- Условие задачи -
Извлеките дословно фрагмент текста об А. П. Берже, начиная со слов «В 1836—38 годах» и заканчивая словами «со степенью кандидата[1][2].».

- Исходный текст -
Берже, Адольф Петрович

Поделись знанием:
Перейти к: навигация, поиск
Адольф Петрович Берже

Портрет А. П. Берже (Ф. А. Меркин, 1886 г., гравюра на стали).
Место смерти:

Тифлис, Тифлисская губерния, Кавказское наместничество, Российская империя

Научная сфера:

востоковедение, кавказоведение, археография, археология

Альма-матер:

Восточный факультет Санкт-Петербургского государственного университета

Известен как:

Председатель Кавказской археографической комиссии, редактор и составитель АКАК

Награды и премии:

Адольф Петрович Берже (28 июля [9 августа1828, Санкт-Петербург — 31 января [12 февраля1886, Тифлис[~ 1]) — российский историк-востоковед, кавказовед, археограф, археолог, председатель Кавказской археографической комиссии в 1864—1886 годах, а также чиновник Российской империи (действительный статский советник с 1868 года, тайный советник в 1886 года).





Учёба и государственная служба

В 1836—38 годах А. П. Берже воспитывался в пансионе Цапинтини/Цапитина, откуда поступил в реформатскую школу. В 1838 году начал учёбу в Гатчинском сиротском институте (при инспекторе Е. О. Гугеле). Русский историк и журналист М. И. Семевский[~ 2] сообщает, что в институт он был определён по ходатайству жены французского посла П. де Баранта. По окончанию института в 1847 году А. П. Берже поступил на Восточный факультет Санкт-Петербургского государственного университета, в 1851 году окончил курс по восточной словесности со степенью кандидата[1][2].

В год окончания университета А. П. Берже «по волѣ императора Николая» был определен на Кавказ в собственную канцелярию кавказского наместника князя М. С. Воронцова. В 1859 году был назначен чиновником особых поручений при начальнике гражданского управления статс-секретаре А. Ф. Крузенштерне. С декабря 1868 года имел чин действительного статского советника. Всего А. П. Берже находился при кавказских наместниках с 1851 по 1874 годы, помимо М. С. Воронцова это были: Н. А. Реад, Н. Н. Муравьёв-Карсский, А. И. Барятинский и Великий князь Михаил Николаевич. В год своей смерти — 1886, А. П. Берже был произведён в тайные советники, об этом событии он писал другу М. И. Семевскому[3][2]:

«Я произведенъ въ тайные совѣтники. Первое извѣстiе объ этомъ получилъ отъ Великой Княгини Ольги Ѳеодоровны, затѣмъ поздравительныя телеграммы отъ Его Высочества Николая Михайловича, кн. Дондукова-Корсакова, барона А. П. Николаи и генерала Шепелева

— письмо от 20 января 1886 года (альбом М. И. Семевского «Знакомые»)

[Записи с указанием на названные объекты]
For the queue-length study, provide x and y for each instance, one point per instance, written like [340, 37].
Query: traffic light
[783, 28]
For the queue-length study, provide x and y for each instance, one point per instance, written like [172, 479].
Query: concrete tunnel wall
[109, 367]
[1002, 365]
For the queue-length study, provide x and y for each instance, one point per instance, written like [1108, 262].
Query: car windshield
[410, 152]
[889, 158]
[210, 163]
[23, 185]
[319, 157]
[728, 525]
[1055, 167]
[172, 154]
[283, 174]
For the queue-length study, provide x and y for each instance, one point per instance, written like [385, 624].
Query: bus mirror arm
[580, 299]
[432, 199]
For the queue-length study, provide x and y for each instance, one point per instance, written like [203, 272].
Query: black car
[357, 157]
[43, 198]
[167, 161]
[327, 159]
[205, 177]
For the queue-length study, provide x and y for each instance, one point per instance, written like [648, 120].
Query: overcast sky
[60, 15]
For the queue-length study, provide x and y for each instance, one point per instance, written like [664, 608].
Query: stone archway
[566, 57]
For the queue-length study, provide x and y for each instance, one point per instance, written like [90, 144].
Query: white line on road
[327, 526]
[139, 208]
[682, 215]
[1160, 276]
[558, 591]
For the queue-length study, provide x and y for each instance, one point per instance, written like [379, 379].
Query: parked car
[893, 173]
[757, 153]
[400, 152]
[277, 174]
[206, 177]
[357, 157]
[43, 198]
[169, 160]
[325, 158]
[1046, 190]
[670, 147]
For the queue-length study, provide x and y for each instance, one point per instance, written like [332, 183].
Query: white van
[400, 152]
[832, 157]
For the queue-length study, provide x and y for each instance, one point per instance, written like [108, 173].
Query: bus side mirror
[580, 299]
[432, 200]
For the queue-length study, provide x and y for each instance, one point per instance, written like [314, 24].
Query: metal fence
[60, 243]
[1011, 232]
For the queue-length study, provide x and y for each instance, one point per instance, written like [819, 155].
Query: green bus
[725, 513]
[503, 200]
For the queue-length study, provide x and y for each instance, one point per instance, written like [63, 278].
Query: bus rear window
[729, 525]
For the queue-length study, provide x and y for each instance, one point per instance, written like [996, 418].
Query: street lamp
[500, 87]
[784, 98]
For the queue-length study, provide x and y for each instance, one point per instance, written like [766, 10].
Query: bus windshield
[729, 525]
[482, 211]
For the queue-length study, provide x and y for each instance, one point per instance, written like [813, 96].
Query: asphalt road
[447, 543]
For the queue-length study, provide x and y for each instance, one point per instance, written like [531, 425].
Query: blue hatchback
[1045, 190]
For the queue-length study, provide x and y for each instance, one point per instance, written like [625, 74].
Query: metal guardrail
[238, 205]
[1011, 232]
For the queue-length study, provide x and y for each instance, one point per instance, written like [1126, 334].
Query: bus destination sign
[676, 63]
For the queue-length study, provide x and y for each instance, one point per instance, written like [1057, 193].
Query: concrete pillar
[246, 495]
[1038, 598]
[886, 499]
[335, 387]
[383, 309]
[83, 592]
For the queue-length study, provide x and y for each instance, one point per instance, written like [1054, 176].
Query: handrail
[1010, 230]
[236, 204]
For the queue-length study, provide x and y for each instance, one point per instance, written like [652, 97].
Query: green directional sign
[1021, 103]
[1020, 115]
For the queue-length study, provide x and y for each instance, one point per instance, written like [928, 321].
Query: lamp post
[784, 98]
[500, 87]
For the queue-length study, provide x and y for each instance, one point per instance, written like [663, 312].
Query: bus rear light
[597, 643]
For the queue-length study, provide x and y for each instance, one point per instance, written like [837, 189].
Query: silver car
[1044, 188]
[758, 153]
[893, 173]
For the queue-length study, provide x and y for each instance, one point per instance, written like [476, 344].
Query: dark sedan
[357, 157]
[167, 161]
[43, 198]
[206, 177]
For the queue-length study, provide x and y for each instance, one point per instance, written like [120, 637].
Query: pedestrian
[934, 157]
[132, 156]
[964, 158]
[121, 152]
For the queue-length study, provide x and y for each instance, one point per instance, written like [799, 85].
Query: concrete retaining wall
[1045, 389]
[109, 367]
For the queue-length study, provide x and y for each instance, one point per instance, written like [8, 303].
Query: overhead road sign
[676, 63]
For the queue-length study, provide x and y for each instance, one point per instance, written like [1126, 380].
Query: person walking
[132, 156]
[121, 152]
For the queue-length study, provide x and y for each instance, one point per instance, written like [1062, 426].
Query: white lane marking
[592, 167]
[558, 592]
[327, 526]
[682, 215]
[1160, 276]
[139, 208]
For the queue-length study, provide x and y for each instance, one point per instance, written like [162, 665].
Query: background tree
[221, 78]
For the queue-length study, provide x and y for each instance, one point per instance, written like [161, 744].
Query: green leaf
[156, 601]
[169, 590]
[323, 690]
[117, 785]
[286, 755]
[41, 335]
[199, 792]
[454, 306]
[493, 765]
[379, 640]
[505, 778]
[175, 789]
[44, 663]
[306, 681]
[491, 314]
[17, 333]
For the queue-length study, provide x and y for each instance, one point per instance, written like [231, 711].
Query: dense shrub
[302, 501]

---

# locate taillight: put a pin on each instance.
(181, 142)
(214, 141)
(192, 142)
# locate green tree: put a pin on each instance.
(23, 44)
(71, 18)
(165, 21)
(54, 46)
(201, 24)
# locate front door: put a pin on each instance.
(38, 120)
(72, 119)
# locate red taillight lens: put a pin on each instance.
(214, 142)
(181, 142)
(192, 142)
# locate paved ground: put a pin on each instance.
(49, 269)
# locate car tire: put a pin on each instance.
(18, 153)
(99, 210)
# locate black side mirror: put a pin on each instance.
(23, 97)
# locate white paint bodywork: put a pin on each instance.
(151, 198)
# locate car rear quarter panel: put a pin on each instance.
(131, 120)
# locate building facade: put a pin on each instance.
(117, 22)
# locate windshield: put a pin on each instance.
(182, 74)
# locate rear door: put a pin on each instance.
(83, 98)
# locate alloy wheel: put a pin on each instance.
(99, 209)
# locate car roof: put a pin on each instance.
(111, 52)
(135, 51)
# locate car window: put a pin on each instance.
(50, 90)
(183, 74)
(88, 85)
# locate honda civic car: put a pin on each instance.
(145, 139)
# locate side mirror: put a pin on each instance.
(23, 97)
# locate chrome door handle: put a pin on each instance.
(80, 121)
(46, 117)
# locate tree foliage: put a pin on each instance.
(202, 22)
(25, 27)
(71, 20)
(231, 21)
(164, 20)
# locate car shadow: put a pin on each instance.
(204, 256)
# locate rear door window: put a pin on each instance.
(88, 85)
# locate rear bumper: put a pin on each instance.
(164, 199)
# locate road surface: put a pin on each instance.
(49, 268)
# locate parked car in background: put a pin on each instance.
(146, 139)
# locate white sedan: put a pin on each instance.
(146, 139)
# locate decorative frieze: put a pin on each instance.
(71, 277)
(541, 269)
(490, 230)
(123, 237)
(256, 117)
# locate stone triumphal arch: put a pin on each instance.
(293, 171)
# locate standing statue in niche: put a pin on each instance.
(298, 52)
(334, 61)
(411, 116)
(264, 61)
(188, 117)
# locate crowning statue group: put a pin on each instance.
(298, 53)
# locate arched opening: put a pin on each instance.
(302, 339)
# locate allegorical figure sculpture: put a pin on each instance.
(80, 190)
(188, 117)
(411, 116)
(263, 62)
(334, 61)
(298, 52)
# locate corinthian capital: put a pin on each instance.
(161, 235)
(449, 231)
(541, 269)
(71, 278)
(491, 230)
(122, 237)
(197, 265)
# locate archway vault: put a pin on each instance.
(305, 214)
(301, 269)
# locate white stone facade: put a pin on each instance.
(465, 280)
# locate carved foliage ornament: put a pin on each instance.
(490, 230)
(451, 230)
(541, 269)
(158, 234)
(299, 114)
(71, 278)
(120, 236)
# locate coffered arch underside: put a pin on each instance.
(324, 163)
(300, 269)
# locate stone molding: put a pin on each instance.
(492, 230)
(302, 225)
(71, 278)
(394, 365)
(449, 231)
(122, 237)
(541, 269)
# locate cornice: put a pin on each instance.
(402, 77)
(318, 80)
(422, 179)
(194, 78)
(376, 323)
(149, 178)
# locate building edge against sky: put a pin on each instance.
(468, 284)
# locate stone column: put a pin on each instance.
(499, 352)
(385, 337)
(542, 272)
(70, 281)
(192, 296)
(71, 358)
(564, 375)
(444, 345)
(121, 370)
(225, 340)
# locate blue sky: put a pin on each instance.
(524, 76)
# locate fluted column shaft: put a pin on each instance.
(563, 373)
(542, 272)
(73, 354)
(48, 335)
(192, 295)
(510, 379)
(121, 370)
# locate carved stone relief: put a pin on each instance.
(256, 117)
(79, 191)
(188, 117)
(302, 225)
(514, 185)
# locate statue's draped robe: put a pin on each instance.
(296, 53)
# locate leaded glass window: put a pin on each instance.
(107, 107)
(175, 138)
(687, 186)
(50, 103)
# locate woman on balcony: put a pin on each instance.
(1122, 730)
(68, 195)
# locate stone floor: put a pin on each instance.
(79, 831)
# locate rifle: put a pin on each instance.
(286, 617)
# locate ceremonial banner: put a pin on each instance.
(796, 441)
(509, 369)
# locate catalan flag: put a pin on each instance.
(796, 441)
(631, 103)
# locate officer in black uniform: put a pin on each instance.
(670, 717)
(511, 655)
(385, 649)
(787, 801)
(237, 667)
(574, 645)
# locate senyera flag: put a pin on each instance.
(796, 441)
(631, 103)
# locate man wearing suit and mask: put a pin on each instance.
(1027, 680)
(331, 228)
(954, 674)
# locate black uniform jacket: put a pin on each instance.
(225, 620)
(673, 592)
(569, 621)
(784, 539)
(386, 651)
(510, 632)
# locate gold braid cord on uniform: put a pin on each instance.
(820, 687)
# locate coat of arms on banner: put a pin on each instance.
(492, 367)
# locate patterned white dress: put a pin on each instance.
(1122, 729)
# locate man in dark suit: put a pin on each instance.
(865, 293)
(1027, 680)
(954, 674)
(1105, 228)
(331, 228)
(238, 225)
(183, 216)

---

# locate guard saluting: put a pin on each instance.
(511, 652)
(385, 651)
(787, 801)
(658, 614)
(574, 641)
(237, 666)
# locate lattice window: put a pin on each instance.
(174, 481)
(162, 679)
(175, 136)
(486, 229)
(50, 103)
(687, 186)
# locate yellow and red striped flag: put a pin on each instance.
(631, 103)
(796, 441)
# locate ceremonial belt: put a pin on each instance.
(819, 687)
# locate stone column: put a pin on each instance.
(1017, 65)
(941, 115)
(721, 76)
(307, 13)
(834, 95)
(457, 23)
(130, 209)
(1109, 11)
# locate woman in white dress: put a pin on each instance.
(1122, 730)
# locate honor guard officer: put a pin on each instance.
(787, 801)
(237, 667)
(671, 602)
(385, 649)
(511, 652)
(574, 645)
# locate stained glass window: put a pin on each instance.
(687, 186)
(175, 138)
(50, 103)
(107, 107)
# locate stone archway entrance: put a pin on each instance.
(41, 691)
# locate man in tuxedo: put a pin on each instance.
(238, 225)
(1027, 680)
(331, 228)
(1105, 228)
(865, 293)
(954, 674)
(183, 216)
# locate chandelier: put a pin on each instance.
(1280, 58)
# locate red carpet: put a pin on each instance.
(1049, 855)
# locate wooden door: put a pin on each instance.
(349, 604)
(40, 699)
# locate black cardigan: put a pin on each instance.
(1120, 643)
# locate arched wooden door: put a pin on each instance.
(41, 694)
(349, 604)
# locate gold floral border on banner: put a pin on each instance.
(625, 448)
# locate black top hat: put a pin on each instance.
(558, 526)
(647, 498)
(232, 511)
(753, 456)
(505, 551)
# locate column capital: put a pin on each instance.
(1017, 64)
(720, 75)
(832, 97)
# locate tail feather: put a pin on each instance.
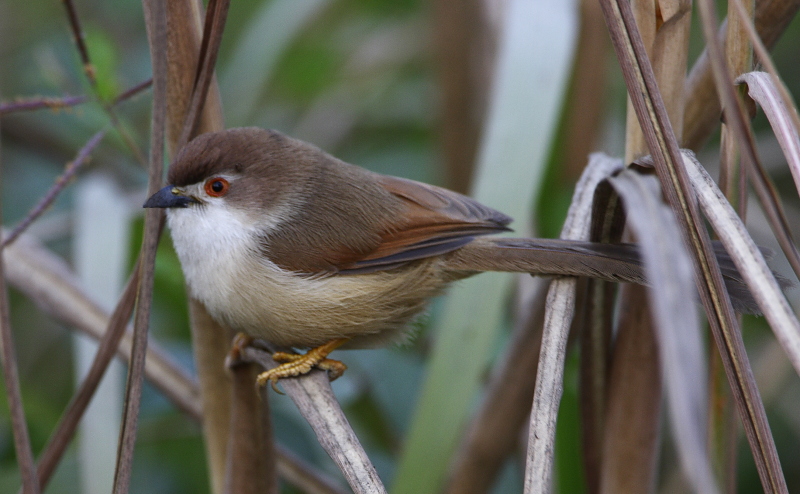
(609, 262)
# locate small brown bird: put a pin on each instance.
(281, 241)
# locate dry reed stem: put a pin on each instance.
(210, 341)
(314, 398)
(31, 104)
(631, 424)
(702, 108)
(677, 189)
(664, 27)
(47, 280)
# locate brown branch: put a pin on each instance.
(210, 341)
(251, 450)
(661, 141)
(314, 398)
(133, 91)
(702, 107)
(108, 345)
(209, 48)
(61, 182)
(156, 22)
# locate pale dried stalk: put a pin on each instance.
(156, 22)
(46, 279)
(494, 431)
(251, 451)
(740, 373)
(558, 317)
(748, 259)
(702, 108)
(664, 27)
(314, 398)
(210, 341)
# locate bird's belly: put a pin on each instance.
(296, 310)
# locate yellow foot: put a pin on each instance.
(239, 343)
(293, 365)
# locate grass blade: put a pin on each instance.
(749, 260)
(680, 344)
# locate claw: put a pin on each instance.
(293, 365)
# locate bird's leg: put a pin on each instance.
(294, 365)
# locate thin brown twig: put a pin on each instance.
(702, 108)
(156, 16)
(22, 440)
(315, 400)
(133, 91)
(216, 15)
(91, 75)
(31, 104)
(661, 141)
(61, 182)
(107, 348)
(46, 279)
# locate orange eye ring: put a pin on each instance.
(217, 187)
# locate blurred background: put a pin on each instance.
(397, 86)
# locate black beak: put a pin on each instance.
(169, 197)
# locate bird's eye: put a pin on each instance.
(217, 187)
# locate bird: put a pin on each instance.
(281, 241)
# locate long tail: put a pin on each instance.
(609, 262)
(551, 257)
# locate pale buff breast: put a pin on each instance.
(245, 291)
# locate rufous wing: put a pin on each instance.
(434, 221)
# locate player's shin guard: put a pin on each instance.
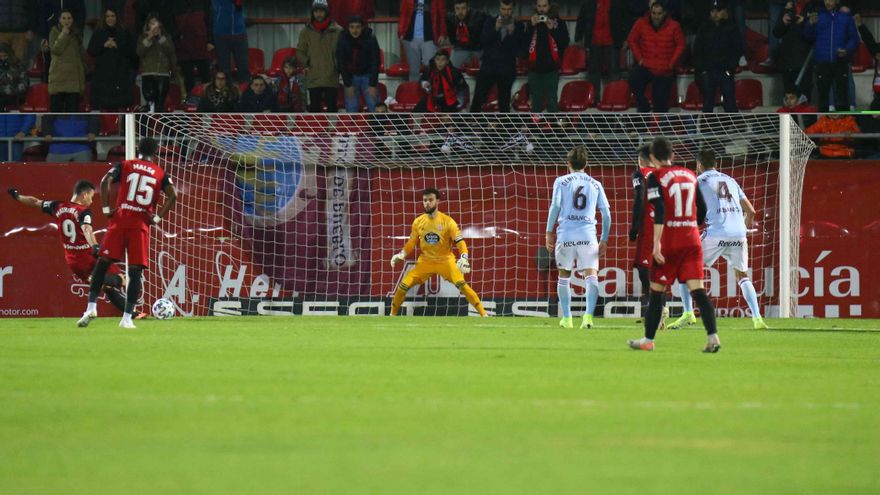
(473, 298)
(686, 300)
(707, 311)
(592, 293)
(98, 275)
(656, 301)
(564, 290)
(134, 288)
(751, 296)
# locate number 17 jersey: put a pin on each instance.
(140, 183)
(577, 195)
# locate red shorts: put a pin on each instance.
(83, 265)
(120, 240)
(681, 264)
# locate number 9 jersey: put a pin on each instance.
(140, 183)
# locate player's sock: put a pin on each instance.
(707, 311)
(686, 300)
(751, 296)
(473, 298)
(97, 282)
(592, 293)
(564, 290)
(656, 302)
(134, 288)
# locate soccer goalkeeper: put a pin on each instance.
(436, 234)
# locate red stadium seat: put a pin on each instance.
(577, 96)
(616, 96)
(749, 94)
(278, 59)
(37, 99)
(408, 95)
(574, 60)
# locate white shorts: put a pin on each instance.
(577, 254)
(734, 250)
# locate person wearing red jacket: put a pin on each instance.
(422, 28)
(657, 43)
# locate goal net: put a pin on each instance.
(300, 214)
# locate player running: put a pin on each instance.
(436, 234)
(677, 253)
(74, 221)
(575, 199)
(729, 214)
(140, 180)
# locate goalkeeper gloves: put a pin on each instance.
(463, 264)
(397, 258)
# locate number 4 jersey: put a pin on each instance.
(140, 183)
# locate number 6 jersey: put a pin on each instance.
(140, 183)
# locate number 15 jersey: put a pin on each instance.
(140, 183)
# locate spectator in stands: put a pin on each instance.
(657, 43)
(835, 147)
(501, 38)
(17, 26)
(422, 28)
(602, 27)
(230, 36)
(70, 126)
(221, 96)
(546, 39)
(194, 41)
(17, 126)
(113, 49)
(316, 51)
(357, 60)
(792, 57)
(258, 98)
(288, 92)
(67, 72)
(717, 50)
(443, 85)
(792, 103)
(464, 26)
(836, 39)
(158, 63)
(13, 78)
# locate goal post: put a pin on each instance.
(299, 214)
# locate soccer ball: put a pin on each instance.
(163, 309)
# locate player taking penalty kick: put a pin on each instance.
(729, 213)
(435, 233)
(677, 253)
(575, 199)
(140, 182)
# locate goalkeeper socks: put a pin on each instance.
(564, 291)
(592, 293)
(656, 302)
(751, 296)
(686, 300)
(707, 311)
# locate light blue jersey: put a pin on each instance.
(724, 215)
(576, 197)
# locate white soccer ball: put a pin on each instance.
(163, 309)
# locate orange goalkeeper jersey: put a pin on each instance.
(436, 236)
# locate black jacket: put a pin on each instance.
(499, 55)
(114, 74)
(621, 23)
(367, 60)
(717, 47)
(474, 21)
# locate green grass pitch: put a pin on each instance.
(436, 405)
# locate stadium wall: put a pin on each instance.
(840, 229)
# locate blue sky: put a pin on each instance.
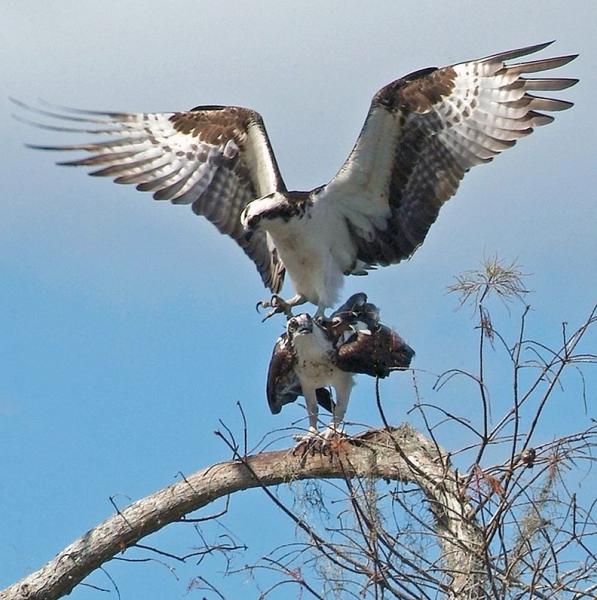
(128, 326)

- Письменный ответ -
В 1836—38 годах А. П. Берже воспитывался в пансионе Цапинтини/Цапитина, откуда поступил в реформатскую школу. В 1838 году начал учёбу в Гатчинском сиротском институте (при инспекторе Е. О. Гугеле). Русский историк и журналист М. И. Семевский[~ 2] сообщает, что в институт он был определён по ходатайству жены французского посла П. де Баранта. По окончанию института в 1847 году А. П. Берже поступил на Восточный факультет Санкт-Петербургского государственного университета, в 1851 году окончил курс по восточной словесности со степенью кандидата[1][2].